| Task goal |
Every record that follows must be set down word for word.

[Stored records]
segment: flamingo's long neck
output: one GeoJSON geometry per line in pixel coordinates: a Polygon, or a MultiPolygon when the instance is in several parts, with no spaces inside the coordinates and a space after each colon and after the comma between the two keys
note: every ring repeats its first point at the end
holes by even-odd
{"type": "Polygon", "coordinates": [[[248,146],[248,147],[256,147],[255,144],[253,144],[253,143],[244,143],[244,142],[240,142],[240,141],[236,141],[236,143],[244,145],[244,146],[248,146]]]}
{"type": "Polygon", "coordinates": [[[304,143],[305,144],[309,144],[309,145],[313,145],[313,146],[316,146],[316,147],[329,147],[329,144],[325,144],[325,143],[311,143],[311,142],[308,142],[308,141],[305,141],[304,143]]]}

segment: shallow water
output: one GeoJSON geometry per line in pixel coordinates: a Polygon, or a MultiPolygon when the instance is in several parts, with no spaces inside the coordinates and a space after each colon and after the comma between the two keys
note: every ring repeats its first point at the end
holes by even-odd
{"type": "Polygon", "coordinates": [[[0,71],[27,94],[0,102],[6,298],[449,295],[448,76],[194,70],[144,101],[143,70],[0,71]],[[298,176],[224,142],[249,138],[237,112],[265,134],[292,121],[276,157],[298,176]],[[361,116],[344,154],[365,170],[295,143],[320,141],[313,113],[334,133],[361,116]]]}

| Exercise solution |
segment: flamingo's long neck
output: one GeoJSON geometry per line in pixel coordinates: a Polygon, or a MultiPolygon when the instance is in several parts, with no spaces inside the coordinates and a space after each colon and after the comma between the two keys
note: every ring repeats its first point at the end
holes by even-odd
{"type": "Polygon", "coordinates": [[[248,146],[248,147],[256,147],[255,144],[253,144],[253,143],[244,143],[244,142],[240,142],[240,141],[236,141],[236,143],[244,145],[244,146],[248,146]]]}
{"type": "Polygon", "coordinates": [[[304,143],[305,144],[309,144],[309,145],[313,145],[313,146],[316,146],[316,147],[329,147],[329,144],[325,144],[325,143],[311,143],[311,142],[308,142],[308,141],[305,141],[304,143]]]}

segment: shallow water
output: one GeoJSON geometry per line in pixel coordinates: a Polygon, or a MultiPolygon when the instance is in several parts, with no spaces inside the coordinates and a space after each colon and after the comma between the two keys
note: every ring repeats its first point at the end
holes by even-odd
{"type": "Polygon", "coordinates": [[[0,71],[27,94],[0,102],[6,298],[449,295],[448,76],[194,70],[144,101],[143,70],[0,71]],[[298,176],[224,142],[249,138],[237,112],[265,134],[292,121],[276,157],[298,176]],[[361,116],[344,154],[365,170],[295,143],[320,141],[313,113],[334,133],[361,116]]]}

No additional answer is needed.